▸ **RECORD SET**
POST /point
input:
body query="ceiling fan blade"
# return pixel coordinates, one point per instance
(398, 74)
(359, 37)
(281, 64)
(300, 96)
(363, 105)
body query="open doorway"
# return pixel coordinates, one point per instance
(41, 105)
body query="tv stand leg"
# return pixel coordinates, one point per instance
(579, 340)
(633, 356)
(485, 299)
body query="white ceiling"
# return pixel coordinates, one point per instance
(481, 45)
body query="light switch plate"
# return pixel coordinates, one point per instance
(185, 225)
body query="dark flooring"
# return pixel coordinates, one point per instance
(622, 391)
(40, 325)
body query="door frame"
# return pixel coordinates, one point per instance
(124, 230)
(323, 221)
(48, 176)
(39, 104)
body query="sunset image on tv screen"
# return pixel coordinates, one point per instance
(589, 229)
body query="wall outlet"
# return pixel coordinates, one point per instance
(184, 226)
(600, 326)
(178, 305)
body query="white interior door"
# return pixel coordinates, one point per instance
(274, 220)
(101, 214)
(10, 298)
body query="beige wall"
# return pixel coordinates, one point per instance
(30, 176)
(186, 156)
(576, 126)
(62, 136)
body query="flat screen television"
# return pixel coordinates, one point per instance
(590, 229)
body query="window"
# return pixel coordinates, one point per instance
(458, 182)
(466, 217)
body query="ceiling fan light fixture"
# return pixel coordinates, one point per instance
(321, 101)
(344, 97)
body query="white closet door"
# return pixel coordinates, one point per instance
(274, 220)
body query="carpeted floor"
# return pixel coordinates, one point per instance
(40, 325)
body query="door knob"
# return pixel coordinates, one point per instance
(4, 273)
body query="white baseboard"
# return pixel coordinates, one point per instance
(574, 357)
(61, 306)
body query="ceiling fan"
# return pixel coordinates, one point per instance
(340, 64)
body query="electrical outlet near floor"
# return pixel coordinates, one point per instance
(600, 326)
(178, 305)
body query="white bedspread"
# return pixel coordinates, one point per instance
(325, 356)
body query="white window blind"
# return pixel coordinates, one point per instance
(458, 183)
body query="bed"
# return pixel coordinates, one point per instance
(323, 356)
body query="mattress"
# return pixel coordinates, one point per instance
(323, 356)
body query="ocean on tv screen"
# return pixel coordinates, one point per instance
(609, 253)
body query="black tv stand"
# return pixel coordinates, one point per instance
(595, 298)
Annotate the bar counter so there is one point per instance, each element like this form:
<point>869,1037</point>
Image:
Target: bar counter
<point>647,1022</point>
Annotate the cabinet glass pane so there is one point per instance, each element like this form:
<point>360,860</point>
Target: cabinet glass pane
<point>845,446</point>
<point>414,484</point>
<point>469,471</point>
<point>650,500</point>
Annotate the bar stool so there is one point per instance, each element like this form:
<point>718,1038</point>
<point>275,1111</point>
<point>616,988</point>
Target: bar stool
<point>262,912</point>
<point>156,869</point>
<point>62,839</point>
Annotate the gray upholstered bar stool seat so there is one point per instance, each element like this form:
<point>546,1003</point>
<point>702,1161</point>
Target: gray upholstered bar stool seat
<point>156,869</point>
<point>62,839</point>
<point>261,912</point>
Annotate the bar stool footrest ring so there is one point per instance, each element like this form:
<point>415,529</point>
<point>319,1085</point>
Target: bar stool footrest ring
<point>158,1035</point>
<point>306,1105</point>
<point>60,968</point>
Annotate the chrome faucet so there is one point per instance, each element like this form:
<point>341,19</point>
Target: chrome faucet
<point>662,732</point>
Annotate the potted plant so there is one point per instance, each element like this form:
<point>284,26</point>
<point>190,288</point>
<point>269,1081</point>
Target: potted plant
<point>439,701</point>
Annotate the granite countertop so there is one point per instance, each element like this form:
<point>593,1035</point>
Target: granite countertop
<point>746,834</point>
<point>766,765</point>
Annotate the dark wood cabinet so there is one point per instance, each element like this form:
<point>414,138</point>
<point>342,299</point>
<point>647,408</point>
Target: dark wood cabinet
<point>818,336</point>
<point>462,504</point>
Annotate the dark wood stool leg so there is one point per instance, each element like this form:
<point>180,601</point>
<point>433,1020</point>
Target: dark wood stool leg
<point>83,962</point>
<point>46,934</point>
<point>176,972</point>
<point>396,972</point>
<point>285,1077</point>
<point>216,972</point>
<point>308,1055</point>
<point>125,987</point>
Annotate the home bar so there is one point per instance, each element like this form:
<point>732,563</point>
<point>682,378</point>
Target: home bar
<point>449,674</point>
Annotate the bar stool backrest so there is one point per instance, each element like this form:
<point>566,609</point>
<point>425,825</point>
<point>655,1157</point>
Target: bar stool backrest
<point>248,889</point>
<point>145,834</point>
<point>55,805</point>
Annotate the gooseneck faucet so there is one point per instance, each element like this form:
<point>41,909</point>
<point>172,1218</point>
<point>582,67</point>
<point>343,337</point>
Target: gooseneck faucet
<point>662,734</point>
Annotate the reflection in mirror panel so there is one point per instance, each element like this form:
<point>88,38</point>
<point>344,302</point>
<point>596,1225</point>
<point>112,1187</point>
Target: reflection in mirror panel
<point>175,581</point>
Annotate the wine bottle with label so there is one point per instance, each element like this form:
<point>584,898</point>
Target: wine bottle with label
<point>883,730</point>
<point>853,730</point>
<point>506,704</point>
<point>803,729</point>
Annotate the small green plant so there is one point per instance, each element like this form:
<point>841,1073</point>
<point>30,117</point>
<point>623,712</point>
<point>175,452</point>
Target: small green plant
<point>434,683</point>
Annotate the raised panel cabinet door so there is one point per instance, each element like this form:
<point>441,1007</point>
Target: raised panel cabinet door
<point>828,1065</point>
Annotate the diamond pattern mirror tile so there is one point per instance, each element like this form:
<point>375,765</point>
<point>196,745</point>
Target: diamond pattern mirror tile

▸ **INSTRUCTIONS TO FOLLOW**
Every line in the records above that contains the word "outlet" is to be copied out.

▸ **WORKED SOLUTION**
body query="wall outlet"
body query="electrical outlet near floor"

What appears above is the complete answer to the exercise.